- _WHAT YOU HAVE TO DO_
Below are records; reply with nothing but the number of lines in them that contain "door".

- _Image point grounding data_
# # #
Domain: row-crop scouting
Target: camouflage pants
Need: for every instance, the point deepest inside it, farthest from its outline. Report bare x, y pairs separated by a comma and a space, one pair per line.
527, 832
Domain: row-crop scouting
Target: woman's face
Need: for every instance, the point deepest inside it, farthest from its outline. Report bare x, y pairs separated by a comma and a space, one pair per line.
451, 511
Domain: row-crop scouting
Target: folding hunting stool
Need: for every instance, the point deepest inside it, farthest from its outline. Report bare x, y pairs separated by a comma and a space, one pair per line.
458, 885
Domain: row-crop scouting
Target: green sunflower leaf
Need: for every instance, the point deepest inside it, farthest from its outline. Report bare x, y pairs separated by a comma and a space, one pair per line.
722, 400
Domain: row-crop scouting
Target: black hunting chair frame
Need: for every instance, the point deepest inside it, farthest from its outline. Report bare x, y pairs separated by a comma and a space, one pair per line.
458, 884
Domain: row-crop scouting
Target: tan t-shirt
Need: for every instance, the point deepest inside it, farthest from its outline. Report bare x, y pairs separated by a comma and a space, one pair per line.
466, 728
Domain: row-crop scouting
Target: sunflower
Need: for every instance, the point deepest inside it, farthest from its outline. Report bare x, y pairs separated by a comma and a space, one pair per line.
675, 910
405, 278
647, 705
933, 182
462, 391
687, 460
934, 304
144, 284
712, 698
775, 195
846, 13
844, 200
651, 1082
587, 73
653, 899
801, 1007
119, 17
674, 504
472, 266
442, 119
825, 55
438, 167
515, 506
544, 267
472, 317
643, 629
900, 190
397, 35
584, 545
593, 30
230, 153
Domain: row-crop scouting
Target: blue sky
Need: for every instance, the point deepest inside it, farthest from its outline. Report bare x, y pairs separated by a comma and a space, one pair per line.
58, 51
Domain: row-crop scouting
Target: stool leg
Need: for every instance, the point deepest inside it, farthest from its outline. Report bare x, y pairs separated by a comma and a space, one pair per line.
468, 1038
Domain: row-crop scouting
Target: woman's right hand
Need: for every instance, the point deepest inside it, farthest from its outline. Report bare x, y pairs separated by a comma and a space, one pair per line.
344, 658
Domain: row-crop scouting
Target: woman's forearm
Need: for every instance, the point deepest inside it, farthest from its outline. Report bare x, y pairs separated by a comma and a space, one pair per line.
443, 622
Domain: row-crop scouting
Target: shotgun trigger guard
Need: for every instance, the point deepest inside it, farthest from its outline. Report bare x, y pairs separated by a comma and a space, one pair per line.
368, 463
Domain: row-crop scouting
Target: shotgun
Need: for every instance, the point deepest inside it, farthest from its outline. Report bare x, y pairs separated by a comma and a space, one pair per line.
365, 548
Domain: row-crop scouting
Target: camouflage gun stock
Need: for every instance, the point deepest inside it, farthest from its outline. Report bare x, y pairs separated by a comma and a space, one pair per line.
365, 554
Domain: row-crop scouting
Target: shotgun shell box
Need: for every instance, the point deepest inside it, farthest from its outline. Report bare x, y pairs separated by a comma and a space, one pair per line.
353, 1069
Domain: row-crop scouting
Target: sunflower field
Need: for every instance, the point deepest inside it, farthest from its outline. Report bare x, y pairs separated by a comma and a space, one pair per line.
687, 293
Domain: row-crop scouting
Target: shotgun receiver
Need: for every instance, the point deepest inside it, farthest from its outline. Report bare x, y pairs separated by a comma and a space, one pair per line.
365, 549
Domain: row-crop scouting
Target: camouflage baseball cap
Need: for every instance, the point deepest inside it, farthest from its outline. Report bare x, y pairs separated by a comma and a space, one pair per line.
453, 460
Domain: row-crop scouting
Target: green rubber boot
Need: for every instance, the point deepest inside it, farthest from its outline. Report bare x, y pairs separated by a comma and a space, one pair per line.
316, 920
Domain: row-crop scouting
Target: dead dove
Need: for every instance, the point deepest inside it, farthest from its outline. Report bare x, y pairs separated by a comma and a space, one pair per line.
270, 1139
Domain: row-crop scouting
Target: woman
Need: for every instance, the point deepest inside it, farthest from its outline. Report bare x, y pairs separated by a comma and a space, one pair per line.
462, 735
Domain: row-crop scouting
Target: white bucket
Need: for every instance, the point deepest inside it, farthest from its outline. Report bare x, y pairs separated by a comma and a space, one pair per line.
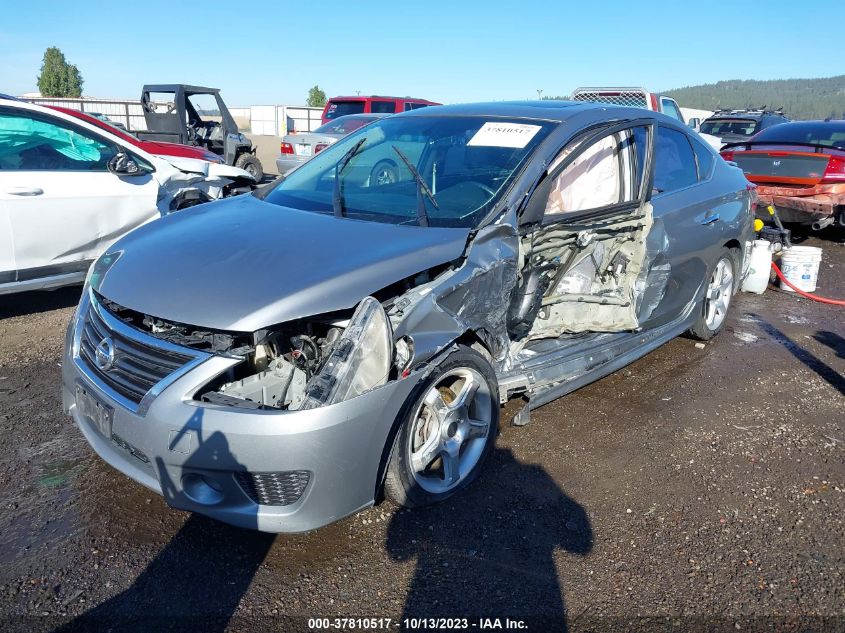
760, 265
800, 265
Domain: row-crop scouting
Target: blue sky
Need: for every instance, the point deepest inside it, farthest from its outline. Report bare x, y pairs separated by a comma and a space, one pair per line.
272, 52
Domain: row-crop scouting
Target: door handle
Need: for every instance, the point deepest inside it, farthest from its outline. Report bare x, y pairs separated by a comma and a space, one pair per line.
24, 191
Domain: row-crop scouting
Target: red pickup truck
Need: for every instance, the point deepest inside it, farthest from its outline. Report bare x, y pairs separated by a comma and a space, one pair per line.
152, 147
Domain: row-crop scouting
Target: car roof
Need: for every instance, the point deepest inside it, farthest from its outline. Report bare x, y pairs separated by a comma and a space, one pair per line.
745, 114
365, 97
544, 110
174, 87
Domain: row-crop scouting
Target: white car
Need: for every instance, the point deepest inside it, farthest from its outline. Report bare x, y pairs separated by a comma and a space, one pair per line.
69, 189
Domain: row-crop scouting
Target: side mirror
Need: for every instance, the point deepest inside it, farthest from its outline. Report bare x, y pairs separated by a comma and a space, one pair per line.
122, 164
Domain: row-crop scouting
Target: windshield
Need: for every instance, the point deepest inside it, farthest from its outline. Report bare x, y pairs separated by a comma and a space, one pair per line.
830, 133
465, 163
342, 108
344, 125
733, 127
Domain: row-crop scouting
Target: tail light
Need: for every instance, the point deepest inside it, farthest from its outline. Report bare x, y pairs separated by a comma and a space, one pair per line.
835, 170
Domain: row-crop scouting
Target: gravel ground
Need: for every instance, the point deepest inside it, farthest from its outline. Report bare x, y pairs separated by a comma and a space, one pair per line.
696, 489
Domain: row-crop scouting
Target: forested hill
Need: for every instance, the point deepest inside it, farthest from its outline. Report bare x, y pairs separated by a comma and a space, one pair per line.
800, 98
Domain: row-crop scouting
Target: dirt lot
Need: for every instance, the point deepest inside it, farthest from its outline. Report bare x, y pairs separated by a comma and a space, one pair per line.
697, 489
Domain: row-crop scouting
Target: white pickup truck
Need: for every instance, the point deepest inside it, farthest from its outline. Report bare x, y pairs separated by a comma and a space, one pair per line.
641, 98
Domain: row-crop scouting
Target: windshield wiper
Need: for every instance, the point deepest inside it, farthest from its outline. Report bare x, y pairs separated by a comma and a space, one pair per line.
337, 196
422, 188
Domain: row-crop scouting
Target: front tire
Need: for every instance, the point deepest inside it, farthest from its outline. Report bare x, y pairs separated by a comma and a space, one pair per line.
717, 297
384, 173
447, 431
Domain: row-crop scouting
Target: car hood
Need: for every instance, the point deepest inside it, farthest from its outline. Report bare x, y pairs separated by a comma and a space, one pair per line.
242, 264
734, 138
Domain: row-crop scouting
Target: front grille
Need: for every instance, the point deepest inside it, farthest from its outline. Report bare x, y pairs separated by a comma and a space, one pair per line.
137, 366
274, 489
631, 98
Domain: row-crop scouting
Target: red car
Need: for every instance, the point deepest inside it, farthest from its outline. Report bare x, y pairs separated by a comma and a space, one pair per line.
153, 147
341, 106
799, 168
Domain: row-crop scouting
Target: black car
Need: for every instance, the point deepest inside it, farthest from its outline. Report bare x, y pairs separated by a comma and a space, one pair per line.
733, 126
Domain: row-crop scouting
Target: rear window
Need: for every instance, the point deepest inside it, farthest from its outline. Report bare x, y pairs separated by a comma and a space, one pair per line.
383, 107
342, 108
733, 127
630, 98
828, 133
674, 161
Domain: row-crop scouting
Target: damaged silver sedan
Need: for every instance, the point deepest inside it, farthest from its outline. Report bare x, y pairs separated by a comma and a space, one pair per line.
68, 189
279, 360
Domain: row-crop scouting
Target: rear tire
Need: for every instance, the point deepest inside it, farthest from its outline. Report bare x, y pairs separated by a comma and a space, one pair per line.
721, 284
448, 429
251, 164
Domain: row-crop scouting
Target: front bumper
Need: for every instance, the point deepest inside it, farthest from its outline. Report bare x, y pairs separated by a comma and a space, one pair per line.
289, 162
197, 455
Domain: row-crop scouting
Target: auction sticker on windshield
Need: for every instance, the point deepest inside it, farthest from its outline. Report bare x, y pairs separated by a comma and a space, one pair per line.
516, 135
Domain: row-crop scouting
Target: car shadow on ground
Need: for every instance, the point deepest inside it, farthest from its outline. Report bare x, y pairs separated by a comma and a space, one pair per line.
38, 301
490, 551
833, 341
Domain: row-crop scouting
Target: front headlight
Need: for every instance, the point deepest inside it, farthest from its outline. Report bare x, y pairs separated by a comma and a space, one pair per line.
359, 361
98, 269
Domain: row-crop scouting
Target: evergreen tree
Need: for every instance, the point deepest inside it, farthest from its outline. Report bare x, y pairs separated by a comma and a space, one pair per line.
58, 78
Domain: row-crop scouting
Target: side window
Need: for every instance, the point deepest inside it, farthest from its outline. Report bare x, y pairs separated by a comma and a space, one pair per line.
33, 143
674, 161
704, 158
671, 109
383, 107
609, 172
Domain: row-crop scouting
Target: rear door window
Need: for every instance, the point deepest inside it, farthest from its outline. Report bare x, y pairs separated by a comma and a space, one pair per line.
382, 107
674, 161
704, 158
342, 108
670, 108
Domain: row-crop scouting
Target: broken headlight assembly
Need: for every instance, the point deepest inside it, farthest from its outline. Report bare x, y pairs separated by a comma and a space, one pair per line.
312, 364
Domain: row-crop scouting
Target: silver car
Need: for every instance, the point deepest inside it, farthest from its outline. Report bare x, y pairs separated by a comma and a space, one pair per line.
278, 359
296, 149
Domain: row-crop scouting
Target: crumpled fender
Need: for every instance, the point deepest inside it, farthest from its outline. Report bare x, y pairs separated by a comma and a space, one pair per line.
472, 298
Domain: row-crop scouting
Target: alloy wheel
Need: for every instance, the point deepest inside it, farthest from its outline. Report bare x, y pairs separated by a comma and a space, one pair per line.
451, 427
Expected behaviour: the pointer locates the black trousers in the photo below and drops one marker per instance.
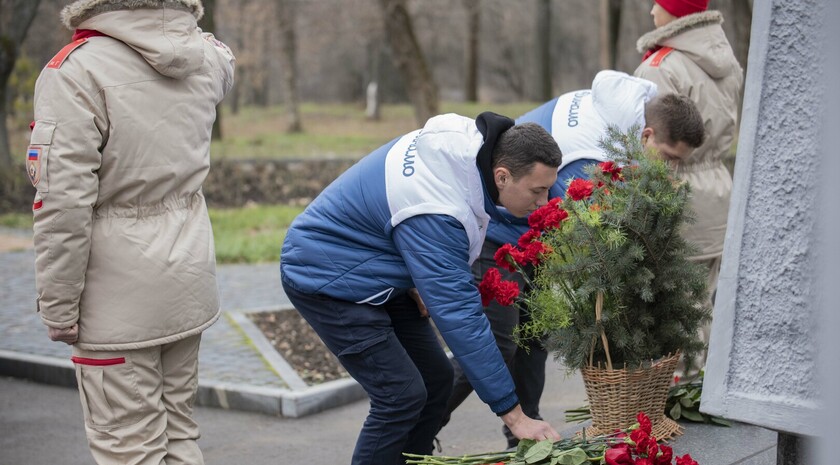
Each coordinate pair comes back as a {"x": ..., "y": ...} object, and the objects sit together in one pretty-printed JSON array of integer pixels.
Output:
[
  {"x": 526, "y": 365},
  {"x": 394, "y": 353}
]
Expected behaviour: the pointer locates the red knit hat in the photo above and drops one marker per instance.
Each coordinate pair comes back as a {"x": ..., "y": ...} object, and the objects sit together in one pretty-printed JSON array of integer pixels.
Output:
[{"x": 680, "y": 8}]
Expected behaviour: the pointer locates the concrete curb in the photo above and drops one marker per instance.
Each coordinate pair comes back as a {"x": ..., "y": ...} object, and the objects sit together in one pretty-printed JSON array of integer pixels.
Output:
[{"x": 297, "y": 401}]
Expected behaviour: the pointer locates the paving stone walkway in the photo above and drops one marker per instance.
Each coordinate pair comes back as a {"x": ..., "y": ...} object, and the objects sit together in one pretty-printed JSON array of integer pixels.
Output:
[{"x": 229, "y": 357}]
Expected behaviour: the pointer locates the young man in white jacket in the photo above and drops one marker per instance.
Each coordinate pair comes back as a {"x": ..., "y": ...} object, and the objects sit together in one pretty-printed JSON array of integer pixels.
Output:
[{"x": 667, "y": 124}]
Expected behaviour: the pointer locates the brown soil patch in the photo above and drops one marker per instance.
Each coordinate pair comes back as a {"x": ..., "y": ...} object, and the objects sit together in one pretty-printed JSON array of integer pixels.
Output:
[{"x": 297, "y": 342}]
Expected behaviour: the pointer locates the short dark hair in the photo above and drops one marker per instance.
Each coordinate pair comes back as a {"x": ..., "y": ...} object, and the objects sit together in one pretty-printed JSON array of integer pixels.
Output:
[
  {"x": 675, "y": 118},
  {"x": 523, "y": 145}
]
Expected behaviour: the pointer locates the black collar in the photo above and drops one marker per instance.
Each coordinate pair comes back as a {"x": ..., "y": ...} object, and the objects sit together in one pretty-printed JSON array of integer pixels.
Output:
[{"x": 491, "y": 126}]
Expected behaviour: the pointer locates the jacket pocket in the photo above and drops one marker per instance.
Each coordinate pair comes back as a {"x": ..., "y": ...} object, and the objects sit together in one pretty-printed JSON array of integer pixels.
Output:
[
  {"x": 38, "y": 154},
  {"x": 108, "y": 390}
]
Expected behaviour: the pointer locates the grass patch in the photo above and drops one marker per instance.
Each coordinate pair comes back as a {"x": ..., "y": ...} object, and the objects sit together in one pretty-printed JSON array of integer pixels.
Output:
[
  {"x": 252, "y": 234},
  {"x": 330, "y": 130},
  {"x": 16, "y": 220}
]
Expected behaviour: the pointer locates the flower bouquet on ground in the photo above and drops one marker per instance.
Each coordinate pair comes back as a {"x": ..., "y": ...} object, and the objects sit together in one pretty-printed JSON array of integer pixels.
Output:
[
  {"x": 612, "y": 291},
  {"x": 633, "y": 446}
]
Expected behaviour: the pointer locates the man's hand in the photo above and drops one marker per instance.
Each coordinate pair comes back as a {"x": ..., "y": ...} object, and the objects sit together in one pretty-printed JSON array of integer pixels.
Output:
[
  {"x": 524, "y": 427},
  {"x": 424, "y": 312},
  {"x": 68, "y": 336}
]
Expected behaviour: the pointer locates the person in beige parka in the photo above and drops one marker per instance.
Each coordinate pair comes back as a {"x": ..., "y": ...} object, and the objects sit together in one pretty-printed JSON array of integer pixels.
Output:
[
  {"x": 124, "y": 256},
  {"x": 689, "y": 54}
]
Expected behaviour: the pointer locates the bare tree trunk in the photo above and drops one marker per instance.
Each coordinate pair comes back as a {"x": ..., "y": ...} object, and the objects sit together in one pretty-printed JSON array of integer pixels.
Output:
[
  {"x": 286, "y": 24},
  {"x": 610, "y": 19},
  {"x": 372, "y": 94},
  {"x": 409, "y": 60},
  {"x": 14, "y": 22},
  {"x": 473, "y": 28},
  {"x": 543, "y": 48},
  {"x": 635, "y": 21},
  {"x": 208, "y": 24},
  {"x": 742, "y": 22}
]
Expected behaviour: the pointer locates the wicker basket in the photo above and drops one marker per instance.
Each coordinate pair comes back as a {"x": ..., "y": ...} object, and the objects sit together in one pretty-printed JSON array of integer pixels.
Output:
[{"x": 616, "y": 396}]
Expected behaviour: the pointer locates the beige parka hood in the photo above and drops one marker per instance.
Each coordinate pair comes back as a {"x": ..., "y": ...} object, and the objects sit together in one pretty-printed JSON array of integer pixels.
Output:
[
  {"x": 118, "y": 154},
  {"x": 177, "y": 52},
  {"x": 702, "y": 66},
  {"x": 706, "y": 46}
]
# # #
- _EXERCISE RESPONSE_
2